**Job:** Beginning at the line that contains "In this exercise you will locate the car", reproduce every line to the end of the material without changing any of them.

-- BEGIN Provided records --

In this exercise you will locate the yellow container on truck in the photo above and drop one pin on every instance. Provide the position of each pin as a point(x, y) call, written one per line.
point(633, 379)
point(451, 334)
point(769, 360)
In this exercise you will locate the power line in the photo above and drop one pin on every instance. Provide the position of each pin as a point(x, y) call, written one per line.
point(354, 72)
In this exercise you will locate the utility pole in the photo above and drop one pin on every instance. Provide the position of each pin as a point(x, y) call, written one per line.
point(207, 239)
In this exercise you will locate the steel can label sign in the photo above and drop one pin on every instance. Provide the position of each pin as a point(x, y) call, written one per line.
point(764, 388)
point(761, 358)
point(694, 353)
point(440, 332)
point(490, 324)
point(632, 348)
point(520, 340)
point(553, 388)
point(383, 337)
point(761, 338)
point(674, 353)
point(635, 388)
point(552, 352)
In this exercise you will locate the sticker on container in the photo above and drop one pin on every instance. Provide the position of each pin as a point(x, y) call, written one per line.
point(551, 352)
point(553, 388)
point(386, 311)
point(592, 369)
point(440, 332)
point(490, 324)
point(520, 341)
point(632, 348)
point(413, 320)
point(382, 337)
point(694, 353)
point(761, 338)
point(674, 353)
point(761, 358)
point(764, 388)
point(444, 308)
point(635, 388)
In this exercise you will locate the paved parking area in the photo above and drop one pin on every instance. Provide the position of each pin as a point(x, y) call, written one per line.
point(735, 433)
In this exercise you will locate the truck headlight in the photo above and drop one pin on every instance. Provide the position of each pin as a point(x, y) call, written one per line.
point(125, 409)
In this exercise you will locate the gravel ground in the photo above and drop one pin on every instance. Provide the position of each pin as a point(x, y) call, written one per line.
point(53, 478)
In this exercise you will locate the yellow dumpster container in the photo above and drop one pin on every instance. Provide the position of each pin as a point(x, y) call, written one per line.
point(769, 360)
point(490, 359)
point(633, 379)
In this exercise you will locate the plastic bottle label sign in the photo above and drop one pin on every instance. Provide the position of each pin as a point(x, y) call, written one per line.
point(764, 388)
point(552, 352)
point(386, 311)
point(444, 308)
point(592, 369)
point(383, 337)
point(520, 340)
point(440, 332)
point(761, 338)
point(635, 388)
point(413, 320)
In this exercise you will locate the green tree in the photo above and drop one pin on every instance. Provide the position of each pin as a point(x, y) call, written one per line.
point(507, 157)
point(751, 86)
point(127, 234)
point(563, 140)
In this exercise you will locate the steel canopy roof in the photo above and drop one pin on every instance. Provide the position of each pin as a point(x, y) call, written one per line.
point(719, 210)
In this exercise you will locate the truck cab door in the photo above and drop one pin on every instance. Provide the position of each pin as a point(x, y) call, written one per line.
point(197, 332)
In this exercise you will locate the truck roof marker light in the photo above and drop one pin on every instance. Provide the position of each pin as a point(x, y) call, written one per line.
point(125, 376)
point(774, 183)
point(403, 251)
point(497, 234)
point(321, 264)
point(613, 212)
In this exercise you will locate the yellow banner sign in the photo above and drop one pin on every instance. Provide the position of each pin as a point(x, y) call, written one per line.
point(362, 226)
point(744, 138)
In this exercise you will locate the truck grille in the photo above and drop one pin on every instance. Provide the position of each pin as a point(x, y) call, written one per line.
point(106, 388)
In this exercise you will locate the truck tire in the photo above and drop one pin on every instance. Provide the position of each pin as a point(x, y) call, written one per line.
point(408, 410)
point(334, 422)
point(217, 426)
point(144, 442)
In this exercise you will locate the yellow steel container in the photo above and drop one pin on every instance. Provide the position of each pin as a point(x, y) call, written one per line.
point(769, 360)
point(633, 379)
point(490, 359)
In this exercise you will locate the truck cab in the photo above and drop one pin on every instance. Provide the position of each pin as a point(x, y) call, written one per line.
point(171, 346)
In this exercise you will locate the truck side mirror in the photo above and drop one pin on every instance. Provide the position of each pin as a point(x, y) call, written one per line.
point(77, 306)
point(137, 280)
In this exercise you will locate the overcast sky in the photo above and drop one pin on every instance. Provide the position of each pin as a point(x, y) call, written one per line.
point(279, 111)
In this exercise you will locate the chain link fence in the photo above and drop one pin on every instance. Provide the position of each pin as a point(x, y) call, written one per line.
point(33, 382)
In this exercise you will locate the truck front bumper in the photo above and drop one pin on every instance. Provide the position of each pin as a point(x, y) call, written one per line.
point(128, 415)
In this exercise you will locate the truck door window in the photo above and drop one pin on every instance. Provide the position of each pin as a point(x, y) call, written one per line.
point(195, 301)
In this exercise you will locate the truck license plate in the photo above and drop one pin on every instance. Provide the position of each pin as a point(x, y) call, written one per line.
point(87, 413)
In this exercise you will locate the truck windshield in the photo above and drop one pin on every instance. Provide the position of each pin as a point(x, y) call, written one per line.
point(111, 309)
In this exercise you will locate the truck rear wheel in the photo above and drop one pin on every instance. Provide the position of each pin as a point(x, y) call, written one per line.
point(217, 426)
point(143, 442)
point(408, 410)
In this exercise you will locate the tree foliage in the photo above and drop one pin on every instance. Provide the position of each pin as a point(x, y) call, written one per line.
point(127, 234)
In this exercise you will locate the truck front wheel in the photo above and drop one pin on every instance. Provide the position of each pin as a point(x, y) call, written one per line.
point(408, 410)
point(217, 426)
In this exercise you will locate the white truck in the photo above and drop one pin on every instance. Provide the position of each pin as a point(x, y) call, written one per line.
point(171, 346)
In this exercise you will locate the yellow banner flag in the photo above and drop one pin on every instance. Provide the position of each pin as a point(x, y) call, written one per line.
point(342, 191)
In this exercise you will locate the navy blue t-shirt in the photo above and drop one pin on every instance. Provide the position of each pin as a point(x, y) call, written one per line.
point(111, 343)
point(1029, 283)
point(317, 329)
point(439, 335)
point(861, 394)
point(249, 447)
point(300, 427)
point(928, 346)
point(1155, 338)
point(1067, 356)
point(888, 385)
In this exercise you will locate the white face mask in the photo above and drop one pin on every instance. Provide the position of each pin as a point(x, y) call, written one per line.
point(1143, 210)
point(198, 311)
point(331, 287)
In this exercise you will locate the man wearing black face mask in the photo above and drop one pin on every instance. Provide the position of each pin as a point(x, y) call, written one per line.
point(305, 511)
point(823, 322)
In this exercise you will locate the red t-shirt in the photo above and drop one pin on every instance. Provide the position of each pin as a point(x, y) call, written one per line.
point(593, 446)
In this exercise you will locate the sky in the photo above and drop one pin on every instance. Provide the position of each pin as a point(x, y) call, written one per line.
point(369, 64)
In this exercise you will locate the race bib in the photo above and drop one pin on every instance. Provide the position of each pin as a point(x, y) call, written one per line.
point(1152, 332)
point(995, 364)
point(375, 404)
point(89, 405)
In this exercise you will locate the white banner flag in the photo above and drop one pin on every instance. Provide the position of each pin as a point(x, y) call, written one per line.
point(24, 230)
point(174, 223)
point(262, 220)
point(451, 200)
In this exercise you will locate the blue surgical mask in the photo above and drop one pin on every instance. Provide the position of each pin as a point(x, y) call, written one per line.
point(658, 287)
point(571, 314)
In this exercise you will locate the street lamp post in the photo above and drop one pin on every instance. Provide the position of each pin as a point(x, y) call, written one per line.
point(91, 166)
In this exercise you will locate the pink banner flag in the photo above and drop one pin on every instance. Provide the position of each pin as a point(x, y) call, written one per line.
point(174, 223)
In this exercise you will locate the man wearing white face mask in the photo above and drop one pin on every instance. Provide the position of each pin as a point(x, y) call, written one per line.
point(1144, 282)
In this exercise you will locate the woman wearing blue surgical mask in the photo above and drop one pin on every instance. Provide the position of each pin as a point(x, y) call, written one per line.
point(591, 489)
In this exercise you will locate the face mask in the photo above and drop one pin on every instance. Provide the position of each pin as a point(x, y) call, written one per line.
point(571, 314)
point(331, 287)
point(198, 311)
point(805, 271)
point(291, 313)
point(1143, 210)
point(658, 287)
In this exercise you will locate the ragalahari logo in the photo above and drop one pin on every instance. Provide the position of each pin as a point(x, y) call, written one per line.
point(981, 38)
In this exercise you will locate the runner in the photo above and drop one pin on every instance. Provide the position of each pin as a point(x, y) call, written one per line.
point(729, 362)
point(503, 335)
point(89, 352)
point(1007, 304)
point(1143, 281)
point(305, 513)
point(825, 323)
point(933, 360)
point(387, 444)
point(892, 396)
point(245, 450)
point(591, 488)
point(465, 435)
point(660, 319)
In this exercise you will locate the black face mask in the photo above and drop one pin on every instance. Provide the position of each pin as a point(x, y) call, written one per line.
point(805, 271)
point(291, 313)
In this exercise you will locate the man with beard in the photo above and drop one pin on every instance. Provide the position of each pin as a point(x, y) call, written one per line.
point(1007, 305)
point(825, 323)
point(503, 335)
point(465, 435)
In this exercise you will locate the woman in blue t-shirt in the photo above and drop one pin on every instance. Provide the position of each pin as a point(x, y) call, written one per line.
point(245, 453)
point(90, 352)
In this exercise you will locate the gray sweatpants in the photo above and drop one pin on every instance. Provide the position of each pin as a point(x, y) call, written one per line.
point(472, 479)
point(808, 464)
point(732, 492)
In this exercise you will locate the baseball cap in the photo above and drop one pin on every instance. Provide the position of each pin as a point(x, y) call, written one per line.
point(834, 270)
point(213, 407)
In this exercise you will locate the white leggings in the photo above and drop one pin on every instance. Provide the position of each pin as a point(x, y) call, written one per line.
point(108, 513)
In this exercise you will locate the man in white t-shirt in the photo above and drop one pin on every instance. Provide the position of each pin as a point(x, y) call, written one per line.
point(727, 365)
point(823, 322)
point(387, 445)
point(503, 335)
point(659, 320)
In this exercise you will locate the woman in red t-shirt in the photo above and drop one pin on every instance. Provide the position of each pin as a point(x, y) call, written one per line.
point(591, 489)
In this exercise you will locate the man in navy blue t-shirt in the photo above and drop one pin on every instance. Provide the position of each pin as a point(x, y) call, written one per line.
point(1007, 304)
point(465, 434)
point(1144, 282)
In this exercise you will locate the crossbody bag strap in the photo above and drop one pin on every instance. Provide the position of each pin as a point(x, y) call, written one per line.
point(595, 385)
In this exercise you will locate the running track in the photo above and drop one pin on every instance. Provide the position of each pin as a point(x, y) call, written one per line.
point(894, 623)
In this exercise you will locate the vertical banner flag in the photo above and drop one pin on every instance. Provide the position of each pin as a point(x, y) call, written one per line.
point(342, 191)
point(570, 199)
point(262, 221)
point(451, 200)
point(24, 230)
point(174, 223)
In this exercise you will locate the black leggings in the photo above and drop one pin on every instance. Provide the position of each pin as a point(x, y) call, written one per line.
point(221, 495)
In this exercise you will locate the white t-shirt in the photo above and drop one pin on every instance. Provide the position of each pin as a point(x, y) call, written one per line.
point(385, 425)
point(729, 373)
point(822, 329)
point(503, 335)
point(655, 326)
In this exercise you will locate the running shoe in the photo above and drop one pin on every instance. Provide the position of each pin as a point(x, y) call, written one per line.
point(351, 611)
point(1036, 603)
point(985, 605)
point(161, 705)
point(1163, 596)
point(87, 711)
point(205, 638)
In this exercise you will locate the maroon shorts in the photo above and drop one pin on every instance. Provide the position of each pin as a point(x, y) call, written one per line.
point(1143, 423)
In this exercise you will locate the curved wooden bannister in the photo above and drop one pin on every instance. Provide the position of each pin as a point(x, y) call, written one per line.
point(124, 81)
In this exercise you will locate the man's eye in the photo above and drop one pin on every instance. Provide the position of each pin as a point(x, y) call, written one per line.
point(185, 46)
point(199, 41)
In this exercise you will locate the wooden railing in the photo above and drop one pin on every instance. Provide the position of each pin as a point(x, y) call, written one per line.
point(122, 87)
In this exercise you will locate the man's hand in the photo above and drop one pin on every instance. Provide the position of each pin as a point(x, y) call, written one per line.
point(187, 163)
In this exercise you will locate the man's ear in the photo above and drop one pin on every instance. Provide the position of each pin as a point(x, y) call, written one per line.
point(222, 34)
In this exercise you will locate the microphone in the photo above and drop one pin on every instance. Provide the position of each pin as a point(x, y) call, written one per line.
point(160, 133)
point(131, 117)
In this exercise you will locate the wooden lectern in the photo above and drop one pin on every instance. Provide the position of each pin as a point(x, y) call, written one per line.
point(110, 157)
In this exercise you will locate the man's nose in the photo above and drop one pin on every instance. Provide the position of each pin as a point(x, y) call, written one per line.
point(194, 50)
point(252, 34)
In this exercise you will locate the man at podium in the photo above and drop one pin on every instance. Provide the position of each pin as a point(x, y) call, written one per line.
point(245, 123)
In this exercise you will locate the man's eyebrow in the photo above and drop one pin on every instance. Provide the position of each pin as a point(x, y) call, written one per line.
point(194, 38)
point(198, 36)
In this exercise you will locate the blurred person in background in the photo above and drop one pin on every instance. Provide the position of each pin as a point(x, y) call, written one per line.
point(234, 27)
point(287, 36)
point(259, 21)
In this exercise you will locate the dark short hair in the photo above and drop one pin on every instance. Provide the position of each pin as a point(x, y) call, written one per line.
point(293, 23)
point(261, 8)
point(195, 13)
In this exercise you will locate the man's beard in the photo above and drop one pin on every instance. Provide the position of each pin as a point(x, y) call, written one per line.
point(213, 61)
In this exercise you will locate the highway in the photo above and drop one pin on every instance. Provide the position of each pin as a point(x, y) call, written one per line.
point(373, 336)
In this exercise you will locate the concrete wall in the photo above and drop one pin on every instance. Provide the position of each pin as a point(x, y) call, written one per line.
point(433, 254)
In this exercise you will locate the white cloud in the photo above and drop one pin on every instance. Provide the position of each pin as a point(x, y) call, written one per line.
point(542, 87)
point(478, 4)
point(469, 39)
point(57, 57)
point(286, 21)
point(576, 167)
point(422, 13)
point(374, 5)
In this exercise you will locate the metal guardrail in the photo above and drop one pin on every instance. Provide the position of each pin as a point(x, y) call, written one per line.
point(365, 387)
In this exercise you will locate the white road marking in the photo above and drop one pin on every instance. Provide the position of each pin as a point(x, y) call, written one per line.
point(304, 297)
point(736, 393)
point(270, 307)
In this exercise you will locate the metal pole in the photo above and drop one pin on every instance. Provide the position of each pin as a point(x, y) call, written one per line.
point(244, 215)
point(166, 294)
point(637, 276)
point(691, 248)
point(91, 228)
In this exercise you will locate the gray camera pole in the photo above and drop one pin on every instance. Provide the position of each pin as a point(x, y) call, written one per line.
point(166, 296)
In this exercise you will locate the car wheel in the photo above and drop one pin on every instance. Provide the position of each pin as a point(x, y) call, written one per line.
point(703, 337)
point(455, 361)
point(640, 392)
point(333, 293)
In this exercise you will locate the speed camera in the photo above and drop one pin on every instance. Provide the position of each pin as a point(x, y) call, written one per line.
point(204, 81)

-- END Provided records --

**Result for this task:**
In this exercise you will locate the car wheel in the photo above and drop one pin on every instance. Provide the position of each pin as a point(x, y) call, written one per line.
point(703, 337)
point(455, 361)
point(640, 392)
point(333, 293)
In this exercise you will locate the speed camera in the photo above and drop one pin on every instance. Provide the position of each pin as a point(x, y) call, written one per line.
point(204, 81)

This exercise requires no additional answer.